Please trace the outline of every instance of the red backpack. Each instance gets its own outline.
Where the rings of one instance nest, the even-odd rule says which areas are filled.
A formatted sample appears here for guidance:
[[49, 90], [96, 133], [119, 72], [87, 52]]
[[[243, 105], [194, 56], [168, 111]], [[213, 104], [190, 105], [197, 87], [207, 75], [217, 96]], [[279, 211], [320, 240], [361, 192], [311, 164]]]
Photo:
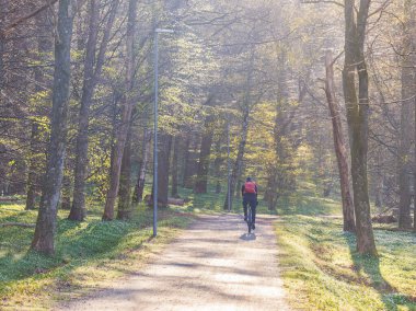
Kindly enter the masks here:
[[244, 184], [244, 193], [246, 194], [255, 194], [256, 193], [256, 184], [253, 182], [245, 182]]

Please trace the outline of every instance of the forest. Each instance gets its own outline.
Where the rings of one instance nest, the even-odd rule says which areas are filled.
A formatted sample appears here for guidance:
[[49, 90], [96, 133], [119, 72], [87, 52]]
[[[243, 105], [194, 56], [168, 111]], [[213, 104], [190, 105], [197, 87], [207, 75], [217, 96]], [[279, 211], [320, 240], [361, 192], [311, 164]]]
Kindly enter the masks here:
[[196, 234], [276, 251], [285, 295], [218, 310], [416, 310], [415, 103], [412, 0], [0, 0], [0, 309], [84, 310]]

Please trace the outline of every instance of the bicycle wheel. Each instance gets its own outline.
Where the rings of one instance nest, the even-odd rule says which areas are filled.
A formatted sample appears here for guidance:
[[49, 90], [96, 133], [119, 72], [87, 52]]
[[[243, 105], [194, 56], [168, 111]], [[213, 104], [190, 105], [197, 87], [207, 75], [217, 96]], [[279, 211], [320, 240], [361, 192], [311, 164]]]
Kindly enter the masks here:
[[247, 227], [249, 227], [249, 233], [252, 233], [252, 207], [251, 205], [247, 206]]

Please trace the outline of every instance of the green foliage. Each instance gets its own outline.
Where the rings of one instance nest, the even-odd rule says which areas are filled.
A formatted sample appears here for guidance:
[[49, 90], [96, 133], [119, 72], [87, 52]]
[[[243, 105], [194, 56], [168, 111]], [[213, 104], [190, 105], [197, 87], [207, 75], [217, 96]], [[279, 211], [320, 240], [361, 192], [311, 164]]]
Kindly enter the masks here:
[[[0, 222], [33, 223], [36, 211], [23, 208], [22, 205], [1, 205]], [[165, 243], [173, 237], [175, 228], [184, 228], [190, 221], [188, 216], [177, 211], [161, 211], [158, 242], [149, 246], [152, 211], [142, 206], [136, 209], [128, 222], [101, 221], [101, 206], [90, 206], [85, 222], [67, 220], [66, 212], [59, 211], [54, 257], [28, 251], [33, 229], [0, 228], [0, 300], [3, 307], [45, 308], [51, 302], [50, 298], [45, 300], [47, 292], [73, 291], [81, 284], [88, 289], [88, 285], [96, 284], [97, 275], [108, 279], [119, 276], [122, 268], [125, 273], [137, 268], [137, 264], [132, 267], [131, 263], [140, 263], [139, 258], [148, 252], [147, 249]], [[143, 247], [145, 251], [135, 253], [135, 250]]]
[[[380, 257], [359, 255], [335, 203], [305, 197], [276, 223], [280, 265], [293, 307], [308, 310], [416, 310], [416, 235], [374, 230]], [[320, 208], [321, 205], [321, 208]], [[338, 205], [338, 210], [340, 206]]]

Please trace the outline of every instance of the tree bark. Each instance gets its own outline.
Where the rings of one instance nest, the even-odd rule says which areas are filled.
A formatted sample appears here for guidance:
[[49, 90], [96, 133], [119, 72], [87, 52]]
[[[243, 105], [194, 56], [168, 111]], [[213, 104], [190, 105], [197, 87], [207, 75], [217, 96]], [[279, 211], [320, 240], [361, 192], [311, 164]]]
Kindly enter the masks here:
[[146, 170], [148, 168], [148, 162], [150, 158], [150, 151], [151, 151], [151, 141], [152, 141], [152, 134], [149, 129], [145, 129], [143, 134], [143, 152], [142, 152], [142, 160], [141, 165], [139, 170], [139, 177], [137, 180], [137, 185], [135, 189], [135, 196], [134, 201], [139, 203], [143, 199], [143, 191], [145, 191], [145, 183], [146, 183]]
[[204, 125], [205, 131], [203, 134], [203, 140], [200, 143], [199, 162], [197, 166], [197, 176], [194, 186], [194, 193], [196, 194], [207, 193], [209, 159], [211, 156], [211, 146], [213, 137], [212, 123], [212, 116], [207, 116]]
[[339, 105], [335, 95], [333, 56], [331, 50], [326, 51], [325, 67], [325, 94], [331, 113], [334, 148], [339, 171], [340, 194], [343, 199], [344, 231], [355, 232], [356, 224], [354, 221], [354, 205], [349, 187], [349, 165], [347, 157], [347, 146], [344, 141]]
[[[84, 77], [82, 85], [81, 106], [78, 123], [78, 136], [76, 147], [76, 168], [74, 168], [74, 185], [73, 200], [71, 211], [68, 219], [82, 221], [86, 215], [85, 208], [85, 177], [88, 168], [88, 129], [90, 124], [90, 106], [95, 91], [95, 85], [101, 76], [104, 65], [105, 51], [107, 49], [111, 30], [117, 12], [118, 1], [114, 1], [109, 9], [109, 15], [102, 38], [99, 55], [95, 61], [96, 44], [99, 34], [101, 0], [90, 0], [90, 25], [89, 38], [86, 43]], [[94, 68], [95, 65], [95, 68]]]
[[61, 189], [61, 209], [71, 208], [71, 177], [63, 173], [62, 189]]
[[[38, 80], [37, 80], [38, 81]], [[37, 145], [38, 145], [38, 124], [32, 122], [32, 133], [31, 133], [31, 159], [28, 161], [28, 174], [27, 174], [27, 193], [26, 193], [26, 210], [35, 209], [36, 200], [36, 188], [37, 188], [37, 173], [36, 168], [38, 165], [37, 161]]]
[[32, 241], [33, 250], [49, 255], [55, 252], [56, 217], [66, 156], [67, 111], [71, 76], [70, 48], [74, 11], [73, 1], [59, 1], [48, 161], [43, 183], [43, 206], [39, 208]]
[[120, 182], [118, 191], [117, 219], [128, 220], [131, 217], [131, 130], [123, 152]]
[[414, 50], [412, 44], [412, 1], [404, 4], [404, 32], [402, 50], [402, 106], [401, 106], [401, 131], [398, 146], [398, 228], [412, 228], [411, 217], [411, 145], [412, 145], [412, 106], [415, 104], [415, 85], [413, 68]]
[[[194, 149], [197, 148], [197, 142], [196, 142], [196, 137], [192, 136], [192, 134], [188, 135], [186, 142], [185, 142], [185, 148], [184, 148], [184, 176], [183, 176], [183, 186], [185, 188], [193, 188], [193, 176], [195, 173], [195, 152]], [[192, 143], [193, 149], [190, 150]]]
[[[236, 159], [232, 169], [231, 177], [230, 177], [230, 207], [232, 209], [232, 200], [235, 193], [235, 186], [238, 183], [238, 177], [241, 174], [241, 169], [243, 166], [243, 157], [245, 151], [245, 145], [247, 142], [247, 133], [249, 133], [249, 116], [250, 116], [250, 106], [249, 101], [246, 101], [246, 104], [244, 105], [244, 112], [243, 112], [243, 120], [242, 120], [242, 128], [241, 128], [241, 140], [239, 143], [239, 150], [236, 153]], [[240, 189], [239, 189], [240, 191]], [[228, 209], [228, 196], [226, 196], [226, 201], [223, 205], [223, 209]]]
[[159, 152], [158, 152], [158, 204], [161, 207], [167, 206], [169, 197], [169, 171], [170, 156], [172, 148], [172, 135], [161, 133], [159, 135]]
[[222, 139], [219, 138], [216, 143], [216, 160], [213, 160], [213, 174], [216, 177], [216, 194], [221, 193], [221, 163], [223, 158], [221, 157], [221, 143]]
[[132, 80], [134, 80], [134, 43], [135, 43], [135, 27], [137, 15], [137, 0], [129, 0], [128, 4], [128, 20], [127, 20], [127, 33], [126, 33], [126, 92], [122, 99], [122, 124], [116, 133], [116, 143], [114, 147], [114, 154], [112, 159], [112, 169], [109, 172], [109, 188], [105, 200], [105, 208], [103, 220], [113, 220], [114, 206], [118, 194], [119, 175], [122, 168], [122, 159], [124, 147], [126, 143], [127, 133], [130, 125], [131, 110], [134, 105]]
[[178, 156], [180, 156], [180, 149], [181, 149], [181, 137], [175, 136], [173, 139], [173, 156], [172, 156], [172, 188], [171, 188], [171, 196], [172, 197], [178, 197], [177, 193], [177, 182], [178, 182]]
[[[369, 0], [360, 0], [356, 18], [355, 1], [345, 0], [343, 89], [350, 140], [357, 251], [360, 254], [377, 255], [367, 178], [369, 100], [365, 38], [369, 5]], [[356, 73], [358, 74], [358, 96], [355, 82]]]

▶ **GIVEN INSTRUCTION**: Format the records as a Markdown table with the columns Row and Line, starting with the line that contains "Please trace the outline of every instance of the tree" and going on through the line that contains "146], [344, 141]]". Put each line in its own numbered row and leave out blank lines.

▶ **TASK ANSWER**:
| Row | Line |
|---|---|
| 1 | Please trace the outline of every instance of the tree bark. Each instance gets its own outline. |
| 2 | Where the rings of one instance nest, the even-odd rule says which areas are filled. |
| 3 | A formatted sample appears here for guidance: |
| 4 | [[49, 90], [96, 133], [119, 72], [87, 52]] |
| 5 | [[[243, 105], [194, 56], [168, 111]], [[213, 104], [190, 105], [197, 87], [207, 75], [217, 96]], [[279, 211], [320, 240], [361, 192], [311, 164]]] |
| 6 | Kindly enter the masks here: |
| 7 | [[146, 170], [148, 168], [148, 162], [150, 158], [150, 151], [151, 151], [151, 141], [152, 141], [152, 134], [149, 129], [145, 129], [143, 134], [143, 152], [142, 152], [142, 160], [141, 165], [139, 170], [139, 177], [137, 180], [137, 185], [135, 189], [135, 196], [134, 201], [139, 203], [143, 199], [143, 191], [145, 191], [145, 183], [146, 183]] |
| 8 | [[204, 125], [205, 131], [203, 134], [203, 140], [200, 143], [199, 162], [197, 166], [197, 176], [194, 186], [194, 193], [196, 194], [207, 193], [209, 159], [211, 156], [211, 146], [213, 137], [212, 123], [212, 116], [207, 116]] |
| 9 | [[339, 105], [335, 95], [333, 56], [331, 50], [326, 51], [325, 67], [325, 94], [331, 113], [334, 148], [339, 171], [340, 194], [343, 199], [344, 231], [355, 232], [356, 224], [354, 221], [354, 205], [349, 187], [349, 165], [347, 157], [347, 146], [344, 141]] |